Task details | Produce an exact copy of the lines from the line containing "Where can the flower" through the last line of the listing below, both ends included, and nothing else.

Material for the task |

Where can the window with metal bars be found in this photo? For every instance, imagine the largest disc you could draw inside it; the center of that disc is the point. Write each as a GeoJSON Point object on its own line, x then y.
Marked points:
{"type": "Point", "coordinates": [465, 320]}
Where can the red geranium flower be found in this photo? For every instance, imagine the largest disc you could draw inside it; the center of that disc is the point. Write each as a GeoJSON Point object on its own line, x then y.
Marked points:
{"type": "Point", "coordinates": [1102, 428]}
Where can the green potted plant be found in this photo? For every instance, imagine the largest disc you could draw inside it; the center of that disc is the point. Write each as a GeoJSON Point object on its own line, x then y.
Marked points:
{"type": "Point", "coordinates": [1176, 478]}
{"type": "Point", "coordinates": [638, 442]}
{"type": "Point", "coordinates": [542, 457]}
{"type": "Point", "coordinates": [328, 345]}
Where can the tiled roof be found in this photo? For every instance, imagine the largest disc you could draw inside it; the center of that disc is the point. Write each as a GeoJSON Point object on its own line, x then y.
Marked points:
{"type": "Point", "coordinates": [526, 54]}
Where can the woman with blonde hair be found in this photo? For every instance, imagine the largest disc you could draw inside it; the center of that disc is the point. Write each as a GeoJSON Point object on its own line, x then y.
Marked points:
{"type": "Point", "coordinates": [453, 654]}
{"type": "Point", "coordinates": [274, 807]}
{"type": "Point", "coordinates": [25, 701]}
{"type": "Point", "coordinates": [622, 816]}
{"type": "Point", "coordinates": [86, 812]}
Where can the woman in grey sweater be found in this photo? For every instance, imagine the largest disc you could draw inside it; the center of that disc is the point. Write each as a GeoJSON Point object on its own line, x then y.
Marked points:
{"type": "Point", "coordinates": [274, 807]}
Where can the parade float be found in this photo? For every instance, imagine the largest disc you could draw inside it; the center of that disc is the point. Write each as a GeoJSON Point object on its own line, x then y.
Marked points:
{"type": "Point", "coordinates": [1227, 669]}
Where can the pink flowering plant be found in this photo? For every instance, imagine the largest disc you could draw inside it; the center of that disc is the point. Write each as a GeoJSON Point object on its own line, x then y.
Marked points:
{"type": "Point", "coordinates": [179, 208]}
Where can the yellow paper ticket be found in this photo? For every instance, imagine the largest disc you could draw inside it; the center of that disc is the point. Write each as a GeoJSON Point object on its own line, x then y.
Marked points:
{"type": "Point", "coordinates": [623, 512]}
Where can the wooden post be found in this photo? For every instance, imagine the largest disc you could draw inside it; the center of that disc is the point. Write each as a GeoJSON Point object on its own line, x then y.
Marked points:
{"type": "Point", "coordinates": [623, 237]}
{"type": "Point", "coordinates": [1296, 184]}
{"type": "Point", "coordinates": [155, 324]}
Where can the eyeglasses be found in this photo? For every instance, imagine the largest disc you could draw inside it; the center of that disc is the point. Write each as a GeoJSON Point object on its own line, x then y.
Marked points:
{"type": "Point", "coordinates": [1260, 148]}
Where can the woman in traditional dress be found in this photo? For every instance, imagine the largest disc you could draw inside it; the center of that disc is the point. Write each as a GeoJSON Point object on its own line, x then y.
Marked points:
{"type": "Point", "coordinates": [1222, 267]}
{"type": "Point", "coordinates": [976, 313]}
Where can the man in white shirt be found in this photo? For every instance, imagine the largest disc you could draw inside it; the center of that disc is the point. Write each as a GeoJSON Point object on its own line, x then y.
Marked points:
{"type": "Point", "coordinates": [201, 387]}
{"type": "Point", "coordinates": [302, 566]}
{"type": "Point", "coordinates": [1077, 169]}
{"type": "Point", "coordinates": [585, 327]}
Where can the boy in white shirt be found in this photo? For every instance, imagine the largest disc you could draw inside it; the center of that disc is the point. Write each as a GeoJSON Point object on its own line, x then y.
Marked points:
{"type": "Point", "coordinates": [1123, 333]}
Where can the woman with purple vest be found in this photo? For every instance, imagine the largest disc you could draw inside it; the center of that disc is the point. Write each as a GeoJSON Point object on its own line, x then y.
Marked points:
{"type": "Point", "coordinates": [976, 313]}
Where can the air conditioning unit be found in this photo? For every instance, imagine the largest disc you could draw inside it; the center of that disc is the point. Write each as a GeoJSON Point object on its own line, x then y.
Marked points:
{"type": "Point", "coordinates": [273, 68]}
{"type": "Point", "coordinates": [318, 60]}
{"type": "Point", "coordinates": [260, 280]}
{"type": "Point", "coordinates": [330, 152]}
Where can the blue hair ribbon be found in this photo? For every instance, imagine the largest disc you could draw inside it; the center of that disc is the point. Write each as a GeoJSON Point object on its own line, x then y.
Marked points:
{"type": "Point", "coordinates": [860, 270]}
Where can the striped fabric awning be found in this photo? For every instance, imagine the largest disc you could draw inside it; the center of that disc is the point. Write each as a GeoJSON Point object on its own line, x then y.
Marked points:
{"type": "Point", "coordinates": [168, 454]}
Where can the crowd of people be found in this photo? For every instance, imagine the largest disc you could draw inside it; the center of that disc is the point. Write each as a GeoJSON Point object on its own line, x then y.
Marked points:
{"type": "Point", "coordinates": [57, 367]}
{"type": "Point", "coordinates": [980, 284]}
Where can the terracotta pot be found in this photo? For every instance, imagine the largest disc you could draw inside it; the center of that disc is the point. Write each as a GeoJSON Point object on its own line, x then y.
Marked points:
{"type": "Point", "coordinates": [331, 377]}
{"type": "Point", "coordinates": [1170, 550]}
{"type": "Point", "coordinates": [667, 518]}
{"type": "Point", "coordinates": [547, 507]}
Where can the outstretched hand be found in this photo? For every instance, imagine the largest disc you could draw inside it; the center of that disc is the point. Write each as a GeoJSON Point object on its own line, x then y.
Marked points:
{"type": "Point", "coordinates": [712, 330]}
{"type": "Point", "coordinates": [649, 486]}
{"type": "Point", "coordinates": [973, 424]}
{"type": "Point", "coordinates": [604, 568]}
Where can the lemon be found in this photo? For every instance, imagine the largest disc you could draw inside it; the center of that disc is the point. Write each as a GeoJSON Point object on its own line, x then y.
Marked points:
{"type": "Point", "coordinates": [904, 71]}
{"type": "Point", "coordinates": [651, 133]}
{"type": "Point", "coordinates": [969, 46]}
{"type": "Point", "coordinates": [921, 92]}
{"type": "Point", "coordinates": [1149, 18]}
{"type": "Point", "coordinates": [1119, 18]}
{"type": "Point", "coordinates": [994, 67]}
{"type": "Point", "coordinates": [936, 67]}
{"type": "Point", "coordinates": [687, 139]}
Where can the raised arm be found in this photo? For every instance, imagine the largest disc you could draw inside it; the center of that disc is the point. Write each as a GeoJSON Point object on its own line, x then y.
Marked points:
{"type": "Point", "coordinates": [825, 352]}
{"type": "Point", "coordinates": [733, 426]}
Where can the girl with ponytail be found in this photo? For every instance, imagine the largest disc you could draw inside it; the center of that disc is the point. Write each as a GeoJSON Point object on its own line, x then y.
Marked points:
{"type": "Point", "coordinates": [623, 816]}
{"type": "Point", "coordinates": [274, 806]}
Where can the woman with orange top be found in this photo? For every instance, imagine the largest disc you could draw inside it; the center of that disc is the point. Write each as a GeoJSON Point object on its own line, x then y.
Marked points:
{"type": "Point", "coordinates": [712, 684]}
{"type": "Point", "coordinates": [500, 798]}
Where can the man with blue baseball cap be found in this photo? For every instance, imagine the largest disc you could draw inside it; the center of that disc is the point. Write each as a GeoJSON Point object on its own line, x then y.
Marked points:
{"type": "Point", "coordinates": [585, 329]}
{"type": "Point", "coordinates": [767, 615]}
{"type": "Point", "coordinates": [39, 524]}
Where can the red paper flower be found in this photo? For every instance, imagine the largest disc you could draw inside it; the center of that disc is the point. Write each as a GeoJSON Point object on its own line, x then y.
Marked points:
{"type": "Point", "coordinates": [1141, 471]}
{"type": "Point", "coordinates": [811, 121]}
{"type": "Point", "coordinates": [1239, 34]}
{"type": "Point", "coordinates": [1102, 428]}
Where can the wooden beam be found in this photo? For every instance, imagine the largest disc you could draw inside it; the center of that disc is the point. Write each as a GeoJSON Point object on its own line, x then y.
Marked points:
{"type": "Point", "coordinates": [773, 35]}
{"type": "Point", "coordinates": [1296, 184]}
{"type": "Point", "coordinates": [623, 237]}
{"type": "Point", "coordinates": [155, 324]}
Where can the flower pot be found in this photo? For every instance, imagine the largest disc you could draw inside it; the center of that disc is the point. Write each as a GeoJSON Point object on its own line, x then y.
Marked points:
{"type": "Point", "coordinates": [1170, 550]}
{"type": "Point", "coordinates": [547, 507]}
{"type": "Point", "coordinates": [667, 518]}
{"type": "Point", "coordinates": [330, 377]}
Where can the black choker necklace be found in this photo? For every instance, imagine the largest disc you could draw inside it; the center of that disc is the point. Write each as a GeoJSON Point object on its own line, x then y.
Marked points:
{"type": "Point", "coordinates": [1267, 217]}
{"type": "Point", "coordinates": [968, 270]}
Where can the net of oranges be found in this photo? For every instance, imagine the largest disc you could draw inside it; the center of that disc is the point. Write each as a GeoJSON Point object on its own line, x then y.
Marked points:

Written solution |
Where can the flower pot be found in this photo? For every instance, imagine the largest disc you could draw inside it; the center of that disc is the point. Write each as a GeoJSON Point object on its own line, x then y.
Marked points:
{"type": "Point", "coordinates": [1170, 550]}
{"type": "Point", "coordinates": [547, 507]}
{"type": "Point", "coordinates": [667, 518]}
{"type": "Point", "coordinates": [330, 377]}
Where can the black choker necklace be found in this photo? For every instance, imagine the largest disc you could draw inside it; the center of that disc is the point. Write each as a GeoJSON Point object on its own line, x then y.
Marked points:
{"type": "Point", "coordinates": [1267, 217]}
{"type": "Point", "coordinates": [968, 270]}
Where can the net of oranges be found in this photo? For every instance, imagine the largest disc you could draw inside it; the center of that disc is the point. Write each as a GeoJSON Point object on its own line, x then y.
Marked points:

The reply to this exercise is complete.